*** Supplied entries Section Begins ***

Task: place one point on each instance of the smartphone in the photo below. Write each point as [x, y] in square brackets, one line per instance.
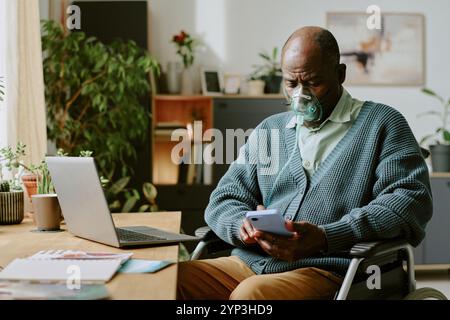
[269, 220]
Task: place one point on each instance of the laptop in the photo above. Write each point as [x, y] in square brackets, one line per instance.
[86, 210]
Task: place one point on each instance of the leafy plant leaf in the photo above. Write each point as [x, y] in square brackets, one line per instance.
[129, 204]
[149, 191]
[119, 185]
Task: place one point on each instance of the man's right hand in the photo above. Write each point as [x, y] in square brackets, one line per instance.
[247, 231]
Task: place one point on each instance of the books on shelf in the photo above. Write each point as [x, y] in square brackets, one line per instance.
[193, 169]
[165, 129]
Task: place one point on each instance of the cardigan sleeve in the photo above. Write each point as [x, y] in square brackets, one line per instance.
[402, 200]
[236, 193]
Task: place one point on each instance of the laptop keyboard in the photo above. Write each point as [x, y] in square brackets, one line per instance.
[127, 235]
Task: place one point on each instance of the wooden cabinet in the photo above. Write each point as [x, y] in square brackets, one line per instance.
[435, 249]
[222, 113]
[169, 113]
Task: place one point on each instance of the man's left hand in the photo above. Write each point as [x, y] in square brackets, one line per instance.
[308, 240]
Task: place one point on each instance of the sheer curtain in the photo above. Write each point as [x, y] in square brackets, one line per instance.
[22, 113]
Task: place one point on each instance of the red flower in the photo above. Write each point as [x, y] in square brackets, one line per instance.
[179, 38]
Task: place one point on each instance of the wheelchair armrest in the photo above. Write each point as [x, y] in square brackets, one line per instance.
[212, 241]
[377, 248]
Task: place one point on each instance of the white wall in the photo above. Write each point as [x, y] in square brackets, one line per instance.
[234, 31]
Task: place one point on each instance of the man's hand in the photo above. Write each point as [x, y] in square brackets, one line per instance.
[247, 230]
[308, 239]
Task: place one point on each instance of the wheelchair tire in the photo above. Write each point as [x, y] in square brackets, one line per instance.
[425, 294]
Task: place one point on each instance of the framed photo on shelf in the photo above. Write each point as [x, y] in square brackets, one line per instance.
[391, 56]
[232, 83]
[212, 82]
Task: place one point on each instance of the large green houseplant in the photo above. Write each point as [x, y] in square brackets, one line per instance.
[439, 140]
[93, 94]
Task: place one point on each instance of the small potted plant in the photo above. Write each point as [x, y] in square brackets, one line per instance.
[11, 193]
[11, 202]
[269, 71]
[47, 212]
[185, 45]
[440, 139]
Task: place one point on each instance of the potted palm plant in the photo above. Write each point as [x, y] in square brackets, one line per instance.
[440, 138]
[269, 71]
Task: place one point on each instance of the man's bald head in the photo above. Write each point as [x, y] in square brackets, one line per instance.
[316, 37]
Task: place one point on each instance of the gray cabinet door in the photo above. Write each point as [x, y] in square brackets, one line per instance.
[437, 240]
[232, 113]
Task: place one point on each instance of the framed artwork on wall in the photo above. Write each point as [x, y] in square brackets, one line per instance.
[211, 82]
[393, 55]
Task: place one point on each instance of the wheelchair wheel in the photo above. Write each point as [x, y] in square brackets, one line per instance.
[425, 294]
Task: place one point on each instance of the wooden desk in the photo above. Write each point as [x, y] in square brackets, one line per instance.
[18, 241]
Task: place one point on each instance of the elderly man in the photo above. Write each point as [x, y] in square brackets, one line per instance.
[349, 171]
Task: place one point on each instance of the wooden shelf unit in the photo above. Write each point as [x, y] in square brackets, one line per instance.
[175, 109]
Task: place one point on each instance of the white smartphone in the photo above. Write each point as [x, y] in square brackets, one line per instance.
[269, 220]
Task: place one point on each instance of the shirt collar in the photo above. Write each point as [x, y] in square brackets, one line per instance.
[340, 114]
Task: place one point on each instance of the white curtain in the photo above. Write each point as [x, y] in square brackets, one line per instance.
[22, 114]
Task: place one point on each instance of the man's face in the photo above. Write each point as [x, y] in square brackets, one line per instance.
[304, 65]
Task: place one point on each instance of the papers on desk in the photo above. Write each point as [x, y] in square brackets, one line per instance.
[65, 266]
[80, 255]
[38, 291]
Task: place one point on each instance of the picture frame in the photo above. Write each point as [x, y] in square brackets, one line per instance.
[232, 83]
[391, 56]
[212, 82]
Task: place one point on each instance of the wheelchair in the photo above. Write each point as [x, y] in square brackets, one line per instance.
[394, 257]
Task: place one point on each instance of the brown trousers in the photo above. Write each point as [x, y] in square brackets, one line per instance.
[230, 278]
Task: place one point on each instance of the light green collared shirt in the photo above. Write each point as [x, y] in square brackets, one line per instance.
[317, 143]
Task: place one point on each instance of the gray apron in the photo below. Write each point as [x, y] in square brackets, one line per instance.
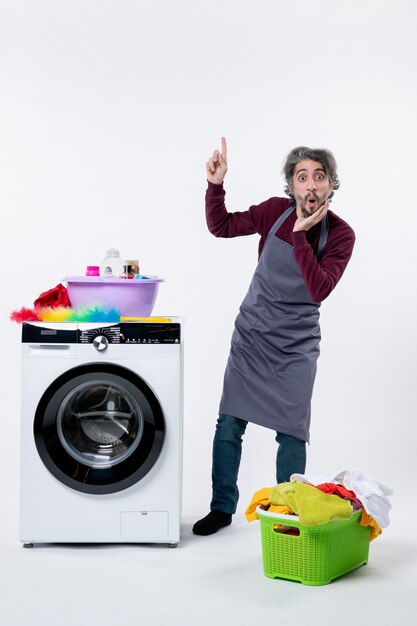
[271, 368]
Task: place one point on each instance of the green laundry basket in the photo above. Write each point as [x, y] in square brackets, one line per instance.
[318, 554]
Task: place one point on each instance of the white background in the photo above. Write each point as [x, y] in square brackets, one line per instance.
[108, 112]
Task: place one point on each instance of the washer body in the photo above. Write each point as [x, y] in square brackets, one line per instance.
[101, 432]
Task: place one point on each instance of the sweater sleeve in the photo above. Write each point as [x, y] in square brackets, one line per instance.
[321, 277]
[221, 223]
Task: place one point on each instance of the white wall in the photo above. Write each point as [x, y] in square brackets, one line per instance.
[108, 111]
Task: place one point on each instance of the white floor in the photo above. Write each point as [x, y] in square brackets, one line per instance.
[205, 580]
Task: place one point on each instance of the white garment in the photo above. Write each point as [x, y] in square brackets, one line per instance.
[371, 493]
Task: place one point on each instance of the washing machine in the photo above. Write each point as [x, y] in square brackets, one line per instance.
[101, 432]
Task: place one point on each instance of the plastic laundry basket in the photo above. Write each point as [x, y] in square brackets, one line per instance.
[318, 554]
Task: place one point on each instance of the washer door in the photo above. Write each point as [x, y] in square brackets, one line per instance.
[99, 428]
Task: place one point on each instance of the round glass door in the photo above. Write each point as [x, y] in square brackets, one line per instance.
[99, 428]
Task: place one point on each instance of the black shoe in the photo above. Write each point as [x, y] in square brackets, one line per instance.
[212, 523]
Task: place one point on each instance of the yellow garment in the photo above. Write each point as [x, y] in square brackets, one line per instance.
[312, 505]
[261, 498]
[367, 520]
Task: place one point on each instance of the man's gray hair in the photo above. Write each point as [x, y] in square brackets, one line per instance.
[302, 153]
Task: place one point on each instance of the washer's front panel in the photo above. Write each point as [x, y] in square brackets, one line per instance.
[97, 466]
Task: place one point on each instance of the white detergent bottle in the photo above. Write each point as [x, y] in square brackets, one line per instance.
[112, 265]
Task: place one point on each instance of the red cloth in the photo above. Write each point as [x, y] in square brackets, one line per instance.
[58, 296]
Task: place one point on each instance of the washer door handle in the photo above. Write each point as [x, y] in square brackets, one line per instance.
[100, 343]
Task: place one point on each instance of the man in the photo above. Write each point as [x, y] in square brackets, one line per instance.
[303, 252]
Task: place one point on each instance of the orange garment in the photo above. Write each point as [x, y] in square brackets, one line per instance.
[367, 520]
[261, 498]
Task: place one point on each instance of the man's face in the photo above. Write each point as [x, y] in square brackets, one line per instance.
[311, 187]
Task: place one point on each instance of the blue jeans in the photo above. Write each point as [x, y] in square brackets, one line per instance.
[227, 450]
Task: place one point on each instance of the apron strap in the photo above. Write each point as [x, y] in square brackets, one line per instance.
[324, 231]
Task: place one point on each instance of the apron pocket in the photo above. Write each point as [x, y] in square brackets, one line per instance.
[245, 322]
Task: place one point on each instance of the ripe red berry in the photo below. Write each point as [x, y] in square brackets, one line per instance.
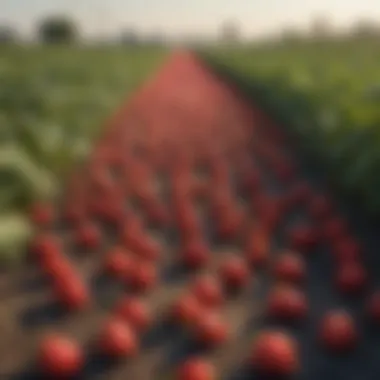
[210, 329]
[303, 237]
[144, 277]
[290, 267]
[208, 291]
[334, 229]
[185, 310]
[60, 357]
[119, 263]
[234, 273]
[195, 254]
[346, 249]
[134, 311]
[117, 339]
[196, 369]
[257, 249]
[275, 353]
[88, 236]
[338, 332]
[287, 303]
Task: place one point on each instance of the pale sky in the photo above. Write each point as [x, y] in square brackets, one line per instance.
[173, 17]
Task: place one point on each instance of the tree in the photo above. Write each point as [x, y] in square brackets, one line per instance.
[129, 37]
[230, 31]
[365, 29]
[321, 27]
[57, 29]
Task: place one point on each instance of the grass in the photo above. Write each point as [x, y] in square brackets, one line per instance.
[328, 93]
[53, 102]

*** Supplied entries Section Ends ***

§ **What you should do**
Transcribe, please, the lines from the one holding "Task: place one point on each instance of the apron strap" to the final line of the material, both included, exactly and with no extra lines, and skip the pictures.

§ **Written solution**
Task: place one point on each instance of the apron strap in the photo above. Write each point as [x, y] in square brackets, one line per instance.
[324, 231]
Task: place one point on each instance of the apron pocket in the photo above. Write each point as [x, y] in square brackets, one line per instance.
[245, 322]
Task: place one point on each instance of the ripe red berry in the photo below. Write each point as [x, y] in square brackets, one line per instance.
[210, 329]
[303, 237]
[144, 277]
[290, 267]
[208, 291]
[334, 229]
[185, 310]
[60, 357]
[119, 263]
[234, 273]
[195, 254]
[346, 249]
[134, 311]
[117, 339]
[196, 369]
[257, 249]
[275, 353]
[88, 236]
[338, 332]
[287, 303]
Task: place one point on each instance of the pale sky in the photo above. Write each point as [x, y] in square brackets, one line per instance.
[173, 17]
Task: place one point on each instance of the tree in the photo above. Write each point as [x, y] in square brackets, one line per instance.
[129, 37]
[230, 31]
[365, 29]
[321, 27]
[57, 29]
Task: place one point on each instance of the grass in the photo above. Write each point as [x, y] in square brackets, one line per instance.
[328, 93]
[53, 102]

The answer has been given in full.